==== MATERIAL FOR THIS TASK ====

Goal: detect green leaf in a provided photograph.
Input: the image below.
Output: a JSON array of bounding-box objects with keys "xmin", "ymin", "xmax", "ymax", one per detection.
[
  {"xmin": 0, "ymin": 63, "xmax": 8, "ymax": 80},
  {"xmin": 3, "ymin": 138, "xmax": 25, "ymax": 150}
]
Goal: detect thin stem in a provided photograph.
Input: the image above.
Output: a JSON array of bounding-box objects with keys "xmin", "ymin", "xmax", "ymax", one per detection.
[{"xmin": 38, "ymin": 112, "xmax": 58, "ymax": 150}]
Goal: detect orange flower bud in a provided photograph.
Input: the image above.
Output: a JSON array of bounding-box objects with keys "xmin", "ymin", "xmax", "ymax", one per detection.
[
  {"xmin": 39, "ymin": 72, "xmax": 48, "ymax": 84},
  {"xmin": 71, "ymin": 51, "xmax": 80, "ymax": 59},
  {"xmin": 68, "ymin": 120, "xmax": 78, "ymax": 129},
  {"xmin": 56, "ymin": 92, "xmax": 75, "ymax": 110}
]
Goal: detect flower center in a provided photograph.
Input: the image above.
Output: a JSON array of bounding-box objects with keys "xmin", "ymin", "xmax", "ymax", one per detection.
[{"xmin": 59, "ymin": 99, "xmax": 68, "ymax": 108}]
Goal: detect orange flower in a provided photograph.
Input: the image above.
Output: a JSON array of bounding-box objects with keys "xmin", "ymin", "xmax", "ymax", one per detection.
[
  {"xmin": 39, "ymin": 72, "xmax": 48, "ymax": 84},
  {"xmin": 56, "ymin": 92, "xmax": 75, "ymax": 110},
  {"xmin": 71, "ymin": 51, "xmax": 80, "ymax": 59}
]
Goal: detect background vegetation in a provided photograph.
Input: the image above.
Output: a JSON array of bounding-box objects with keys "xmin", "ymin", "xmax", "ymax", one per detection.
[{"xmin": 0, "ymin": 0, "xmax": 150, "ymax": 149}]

====

WHAT IS NEEDED - Copy all of the data above, character for character.

EXPECTED OUTPUT -
Goal: detect green leaf in a provided photograph.
Input: the image below.
Output: a JSON array of bounding-box objects with keys "xmin", "ymin", "xmax", "ymax", one per detection.
[
  {"xmin": 0, "ymin": 63, "xmax": 8, "ymax": 80},
  {"xmin": 3, "ymin": 138, "xmax": 25, "ymax": 150}
]
Goal: detect thin stem in a provided photograph.
Input: the image above.
Output: a JSON array of bounding-box objects with keys "xmin", "ymin", "xmax", "ymax", one per detection.
[{"xmin": 38, "ymin": 112, "xmax": 58, "ymax": 150}]
Goal: detect orange flower bud in a provided photograph.
Input: the image above.
Output: a JSON array of bounding-box objects with keys "xmin", "ymin", "xmax", "ymax", one per detection.
[
  {"xmin": 39, "ymin": 72, "xmax": 48, "ymax": 84},
  {"xmin": 71, "ymin": 51, "xmax": 80, "ymax": 59},
  {"xmin": 68, "ymin": 120, "xmax": 78, "ymax": 129},
  {"xmin": 56, "ymin": 92, "xmax": 75, "ymax": 110}
]
Goal: detect flower center in a provided photograph.
Input: the image above.
Output: a JSON array of bounding-box objects with keys "xmin", "ymin", "xmax", "ymax", one per detection.
[{"xmin": 59, "ymin": 99, "xmax": 68, "ymax": 108}]
Goal: detect orange flower in a provided photograph.
Input: the image above.
Output: a JSON array of bounding-box objects with keys "xmin", "ymin", "xmax", "ymax", one per detection.
[
  {"xmin": 39, "ymin": 72, "xmax": 48, "ymax": 84},
  {"xmin": 56, "ymin": 92, "xmax": 75, "ymax": 110},
  {"xmin": 71, "ymin": 51, "xmax": 80, "ymax": 59}
]
Goal: detect background vegetation in a provided photograph.
Input: the image above.
Output: a JSON array of bounding-box objects with keys "xmin", "ymin", "xmax", "ymax", one per detection.
[{"xmin": 0, "ymin": 0, "xmax": 150, "ymax": 149}]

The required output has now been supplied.